対象テキスト:
·····

暗号化については、tar の出力を gpg に通したり、scp や sftp を利用すれば解決できる。2004-03-19 に「ftp + tar + gpgで暗号化ネットワーク・バックアップ」という記事を書いた。 ftp + tar + gpg の利用について解説とサンプルスクリプトがある。

- バックアップで一番大切なこと

バックアップで一番大切なことは、バックアップすることだ。手間がかかるからといってやらないでいる時に限ってトラブルがやってくる。だから、とにかくまず手間がかからなくてシンプルな方法を考えよう。rsync や samba を使ったり、pdumpfs や afio や ArcServe などのバックアップツールを使った方法もある。tar + ftp よりも他の方法を使った方が楽にバックアップシステムを構築できるなら、迷わず楽な方を使った方が良い。とにかくまずバックアップすることが大切だ。

- ftp にコマンドの出力結果をアップロードさせる

冒頭にも書いたが、ftp コマンドには標準入力の内容をアップロードする機能がある。これを利用してバックアップスクリプトを作成する。以下、man ページから引用。

Manpage of FTP
http://www.linux.or.jp/JM/html/netkit/man1/ftp.1.html
ファイル名の変換
ftp の引き数として指定されたファイル名は、以下の規則に従って変更される。

1. ファイル名として `- ' が指定された場合、(読み込みとして) stdin が、(書き出しとして) stdout が使われる。
2. ファイル名の最初の文字が `|' の場合、残りの引き数はシェルコマンドとして解釈される。そして、 ftp は与えられた引き数を popen(3) に渡してシェルを fork し、stdout を読み込み、stdin に書き出す。シェルコマンドがスペースを含む場合、 " ls -lt" のように引き数をクォートしなければならない。この機構の特に役立つ例としては、dir more がある。

- バックアップスクリプトの例

tar から標準出力に出力した内容を ftp が標準入力で受けてアップロードする。ファイル名に曜日を使っているので、7世代までバックアップが残る。ファイル名に日付を使えば、一か月前まで残せる。
#!/bin/sh

# log setting
LOGDIR=/var/log
LOG=$LOGDIR/ftpbackup.log
LOG_TAR=$LOGDIR/ftpbackup_tar.log

echo `date` backup start >>$LOG
echo `date` backup start >>$LOG_TAR

# ftp and tar backup start
ftp -i -v -n 10.3.31.89 << END >>$LOG
user USER_ID PASSWORD
cd /d/backup
bin
put |"tar -C / -zvcf - etc home --exclude=music --exclude=backup 2>>$LOG_TAR" "`hostname`_`date +%a`.tar.gz"

·····

課題 1:
対象テキストのうち、「Manpage of FTP」を含む語句で始まり「が、(書き出しとして) stdout が使われる。」で終わる部分を、「stdin」を「標準入力」に変えて書き直してください。
課題 2:
対象テキストによると、バックアップのファイル名に曜日を使うと何世代までバックアップが残るか。
リストはこの作業とは関係がない。

データ抜粋:
·····

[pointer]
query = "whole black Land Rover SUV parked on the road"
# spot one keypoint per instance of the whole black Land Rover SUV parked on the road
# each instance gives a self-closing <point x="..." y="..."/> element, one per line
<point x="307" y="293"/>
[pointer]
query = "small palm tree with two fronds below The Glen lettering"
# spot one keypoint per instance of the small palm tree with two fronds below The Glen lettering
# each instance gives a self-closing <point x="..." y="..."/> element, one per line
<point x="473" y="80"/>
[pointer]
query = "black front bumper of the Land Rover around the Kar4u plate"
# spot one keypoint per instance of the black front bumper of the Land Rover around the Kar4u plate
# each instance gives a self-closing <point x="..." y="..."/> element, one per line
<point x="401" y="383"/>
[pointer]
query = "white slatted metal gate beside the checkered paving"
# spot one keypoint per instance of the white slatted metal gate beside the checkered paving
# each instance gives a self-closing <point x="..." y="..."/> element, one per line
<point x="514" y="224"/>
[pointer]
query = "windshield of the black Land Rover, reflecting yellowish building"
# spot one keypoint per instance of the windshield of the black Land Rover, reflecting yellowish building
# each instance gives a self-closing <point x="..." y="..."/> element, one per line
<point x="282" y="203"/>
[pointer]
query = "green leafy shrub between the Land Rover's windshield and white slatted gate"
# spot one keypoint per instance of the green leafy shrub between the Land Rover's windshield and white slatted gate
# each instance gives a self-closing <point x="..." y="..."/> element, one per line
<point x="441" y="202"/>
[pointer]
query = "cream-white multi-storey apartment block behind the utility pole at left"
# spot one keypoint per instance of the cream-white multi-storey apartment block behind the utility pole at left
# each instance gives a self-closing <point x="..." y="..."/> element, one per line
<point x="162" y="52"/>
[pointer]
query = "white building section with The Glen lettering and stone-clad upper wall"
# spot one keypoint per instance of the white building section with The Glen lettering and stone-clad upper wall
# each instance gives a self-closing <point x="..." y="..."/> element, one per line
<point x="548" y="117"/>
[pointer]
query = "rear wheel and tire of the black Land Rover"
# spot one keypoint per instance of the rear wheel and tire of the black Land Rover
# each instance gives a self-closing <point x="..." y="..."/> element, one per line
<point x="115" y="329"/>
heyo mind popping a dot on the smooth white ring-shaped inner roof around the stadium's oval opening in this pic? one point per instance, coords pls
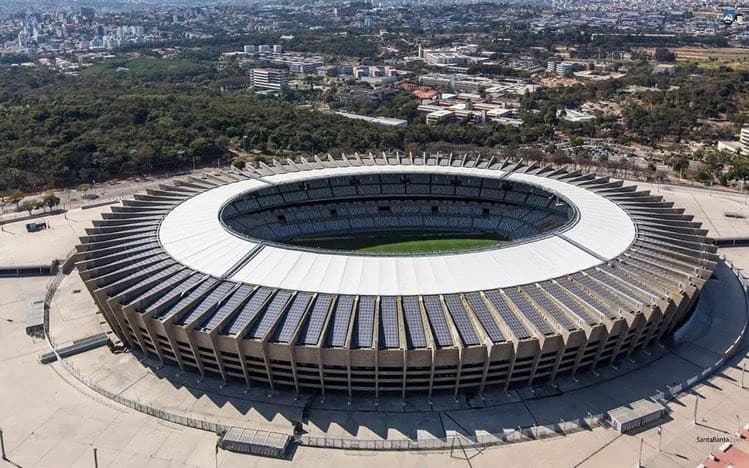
(193, 235)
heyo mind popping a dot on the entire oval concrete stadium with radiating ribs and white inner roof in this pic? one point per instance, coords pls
(394, 273)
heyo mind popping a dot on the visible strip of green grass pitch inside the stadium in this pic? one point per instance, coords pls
(406, 243)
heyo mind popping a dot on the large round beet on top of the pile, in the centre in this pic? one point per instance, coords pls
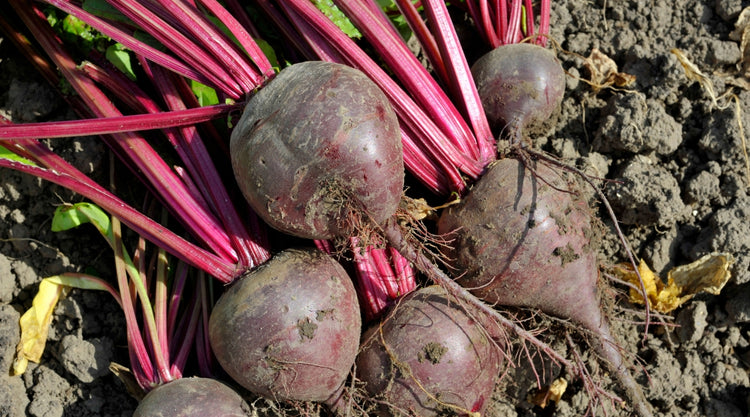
(317, 147)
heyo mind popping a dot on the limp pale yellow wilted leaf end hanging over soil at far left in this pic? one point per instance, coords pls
(35, 324)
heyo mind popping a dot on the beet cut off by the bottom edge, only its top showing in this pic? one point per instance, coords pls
(188, 397)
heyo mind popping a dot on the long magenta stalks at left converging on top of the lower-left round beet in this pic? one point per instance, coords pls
(202, 208)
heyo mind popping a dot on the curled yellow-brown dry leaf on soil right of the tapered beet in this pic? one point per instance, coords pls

·····

回答欄 1:
Manpage of FTP
http://www.linux.or.jp/JM/html/netkit/man1/ftp.1.html
ファイル名の変換
ftp の引き数として指定されたファイル名は、以下の規則に従って変更される。

1. ファイル名として `- ' が指定された場合、(読み込みとして) 標準入力 が、(書き出しとして) stdout が使われる。

回答欄 2:
7世代まで残る。